- **EXERCISE REQUIREMENTS**:
In the material below, put the lines from the one containing "Give bounding boxes for each white cloud" to the one containing "[401,138,426,158]", both included, into a JSON list of strings with one string per line. Omit any blank lines.

- **INFORMATION GIVEN**:
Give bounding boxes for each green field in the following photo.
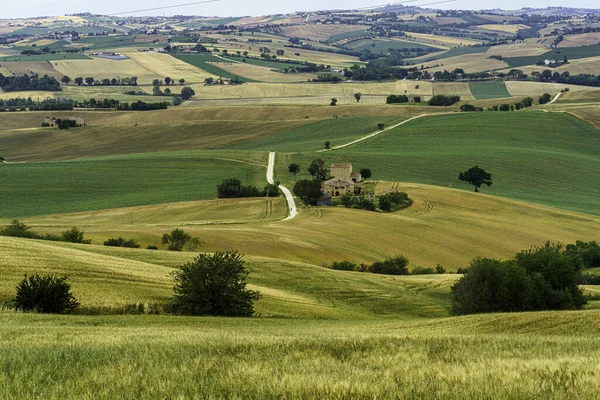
[503,45,600,68]
[0,152,266,218]
[0,53,91,62]
[469,81,511,100]
[278,112,600,215]
[346,39,435,53]
[173,54,256,82]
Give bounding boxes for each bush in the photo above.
[427,94,460,106]
[61,226,92,244]
[162,228,192,251]
[385,94,408,104]
[452,242,586,315]
[329,261,358,271]
[170,251,259,317]
[14,274,79,314]
[369,256,408,275]
[104,237,140,249]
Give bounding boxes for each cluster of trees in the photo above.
[329,255,409,275]
[217,178,279,199]
[0,74,62,92]
[452,242,587,315]
[427,94,460,106]
[0,97,75,111]
[0,219,92,244]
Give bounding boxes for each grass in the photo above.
[231,116,407,152]
[173,54,255,82]
[0,152,266,218]
[282,112,600,215]
[469,81,511,100]
[0,53,90,62]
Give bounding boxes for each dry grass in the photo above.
[477,24,529,34]
[15,183,600,271]
[282,24,365,42]
[210,62,317,83]
[407,32,481,47]
[423,53,507,72]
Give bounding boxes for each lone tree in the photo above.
[162,228,192,251]
[181,86,196,100]
[171,251,260,317]
[458,165,492,192]
[14,274,79,314]
[288,163,300,181]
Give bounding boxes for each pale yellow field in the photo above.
[3,61,63,80]
[125,52,214,83]
[423,53,508,73]
[558,32,600,47]
[487,39,548,57]
[407,32,481,47]
[15,183,600,271]
[477,24,529,33]
[506,81,600,96]
[282,24,365,41]
[216,62,317,82]
[54,58,164,84]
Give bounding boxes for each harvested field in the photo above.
[282,24,365,42]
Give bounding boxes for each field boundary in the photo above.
[317,114,429,153]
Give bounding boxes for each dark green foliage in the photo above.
[538,93,552,104]
[427,94,460,106]
[0,219,38,239]
[104,237,140,249]
[14,274,79,314]
[170,251,259,317]
[293,179,323,205]
[452,242,586,314]
[181,86,196,100]
[340,194,375,211]
[379,192,413,211]
[329,261,358,271]
[458,165,492,192]
[565,240,600,269]
[61,226,92,244]
[161,228,192,251]
[369,256,408,275]
[385,94,408,104]
[360,168,373,179]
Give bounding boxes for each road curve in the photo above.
[267,151,298,221]
[317,114,427,153]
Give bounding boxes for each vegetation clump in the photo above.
[170,251,260,317]
[452,242,587,315]
[14,274,79,314]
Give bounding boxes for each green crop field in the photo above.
[0,53,91,62]
[231,116,408,152]
[0,152,266,217]
[173,54,255,82]
[469,81,511,100]
[504,45,600,68]
[278,112,600,215]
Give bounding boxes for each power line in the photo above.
[107,0,219,17]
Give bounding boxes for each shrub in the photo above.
[329,261,358,271]
[369,256,408,275]
[14,274,79,314]
[452,242,586,314]
[162,228,192,251]
[61,226,92,244]
[104,237,140,249]
[170,251,259,317]
[427,94,460,106]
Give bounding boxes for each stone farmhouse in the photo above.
[323,163,362,196]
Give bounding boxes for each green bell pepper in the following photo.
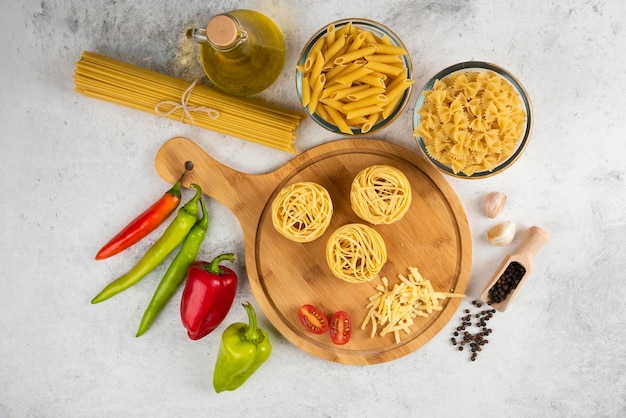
[213,302,272,393]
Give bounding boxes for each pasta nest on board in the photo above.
[350,165,411,225]
[326,223,387,283]
[272,182,333,242]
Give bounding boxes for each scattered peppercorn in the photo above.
[488,261,526,305]
[450,300,496,361]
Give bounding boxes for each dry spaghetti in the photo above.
[272,182,333,242]
[350,165,411,225]
[326,223,387,283]
[74,51,303,153]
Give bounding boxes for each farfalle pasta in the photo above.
[413,71,526,176]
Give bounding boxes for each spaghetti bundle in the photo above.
[350,165,411,225]
[326,223,387,283]
[272,182,333,242]
[74,51,303,153]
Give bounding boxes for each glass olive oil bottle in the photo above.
[187,9,285,96]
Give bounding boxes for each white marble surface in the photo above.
[0,0,626,418]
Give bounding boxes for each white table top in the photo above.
[0,0,626,417]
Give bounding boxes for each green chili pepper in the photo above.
[213,302,272,393]
[137,199,209,337]
[91,184,202,303]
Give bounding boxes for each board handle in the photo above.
[155,137,242,209]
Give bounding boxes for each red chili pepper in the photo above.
[96,161,193,260]
[180,253,237,340]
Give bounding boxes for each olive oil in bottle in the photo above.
[187,9,285,96]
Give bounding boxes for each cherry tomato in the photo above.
[298,305,328,334]
[330,311,352,345]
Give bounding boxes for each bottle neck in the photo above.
[206,14,248,52]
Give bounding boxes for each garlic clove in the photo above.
[483,192,506,218]
[487,221,515,246]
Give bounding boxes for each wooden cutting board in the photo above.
[156,137,472,365]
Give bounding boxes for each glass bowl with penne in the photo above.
[413,61,533,179]
[296,19,413,135]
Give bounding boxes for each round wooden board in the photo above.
[157,138,472,365]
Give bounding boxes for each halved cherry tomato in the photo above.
[298,305,328,334]
[330,311,352,345]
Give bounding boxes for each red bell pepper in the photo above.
[180,253,237,340]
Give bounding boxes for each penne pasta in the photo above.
[344,84,385,102]
[363,61,404,77]
[326,106,353,135]
[343,94,389,113]
[297,22,413,134]
[302,75,311,106]
[326,84,370,100]
[334,64,372,86]
[333,45,376,65]
[307,74,326,113]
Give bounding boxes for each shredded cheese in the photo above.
[361,267,465,343]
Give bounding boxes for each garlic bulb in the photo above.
[487,221,515,246]
[483,192,506,218]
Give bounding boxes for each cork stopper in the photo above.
[206,15,237,48]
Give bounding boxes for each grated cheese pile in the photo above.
[361,267,465,343]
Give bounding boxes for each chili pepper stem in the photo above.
[202,253,237,274]
[241,302,263,343]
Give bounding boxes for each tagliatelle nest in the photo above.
[272,182,333,242]
[326,223,387,283]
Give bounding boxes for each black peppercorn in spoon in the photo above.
[480,226,548,312]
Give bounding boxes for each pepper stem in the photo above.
[167,161,193,198]
[242,302,263,344]
[202,253,237,274]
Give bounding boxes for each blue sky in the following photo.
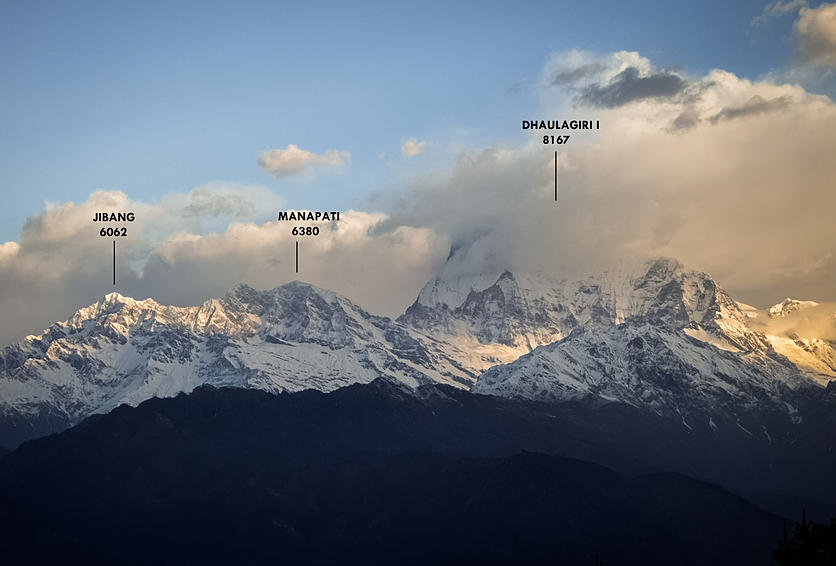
[0,1,828,242]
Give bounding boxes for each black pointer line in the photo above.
[554,151,557,202]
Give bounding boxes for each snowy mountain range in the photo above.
[0,259,836,446]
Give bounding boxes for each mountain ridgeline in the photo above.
[0,259,836,500]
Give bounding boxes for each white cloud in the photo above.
[401,138,427,158]
[0,52,836,350]
[0,184,447,344]
[258,144,351,177]
[380,52,836,305]
[752,0,807,26]
[795,3,836,67]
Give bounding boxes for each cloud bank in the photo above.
[0,51,836,350]
[258,144,351,177]
[401,138,426,158]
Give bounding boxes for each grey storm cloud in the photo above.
[577,67,687,108]
[709,94,792,124]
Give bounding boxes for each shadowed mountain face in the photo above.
[0,258,836,447]
[0,381,782,565]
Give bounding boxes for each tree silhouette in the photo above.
[772,513,836,566]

- **RESULT**:
[
  "Give bounding boxes for each white cloud in the photo above.",
  "[401,138,427,158]",
  "[0,52,836,350]",
  "[0,184,447,344]",
  "[258,144,351,177]",
  "[380,52,836,305]",
  "[752,0,807,26]",
  "[795,3,836,67]",
  "Give bounding boxes for each cloud bank in the photo above.",
  "[0,51,836,350]",
  "[258,144,351,177]",
  "[401,138,426,158]"
]